[RECORDS TO USE Boundary: Start]

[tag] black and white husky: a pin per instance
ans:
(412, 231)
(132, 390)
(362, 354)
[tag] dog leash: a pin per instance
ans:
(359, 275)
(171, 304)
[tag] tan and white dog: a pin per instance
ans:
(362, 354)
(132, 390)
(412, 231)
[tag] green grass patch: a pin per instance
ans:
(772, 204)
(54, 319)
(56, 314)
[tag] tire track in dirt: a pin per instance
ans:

[RECORDS TO USE Boundary: End]
[RECORDS TO USE Boundary: Start]

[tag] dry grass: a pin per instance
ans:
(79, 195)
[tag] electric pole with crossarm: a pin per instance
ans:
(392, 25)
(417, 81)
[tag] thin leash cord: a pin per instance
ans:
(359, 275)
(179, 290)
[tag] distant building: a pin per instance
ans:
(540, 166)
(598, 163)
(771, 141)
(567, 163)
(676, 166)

[RECORDS TO USE Boundary: End]

# REQUIRED WORK:
The expected output is every line from the material above where "leash" can be found.

# WRITTEN SOLUTION:
[tag] dog leash: a pin per instance
[tag] thin leash cord: a pin per instance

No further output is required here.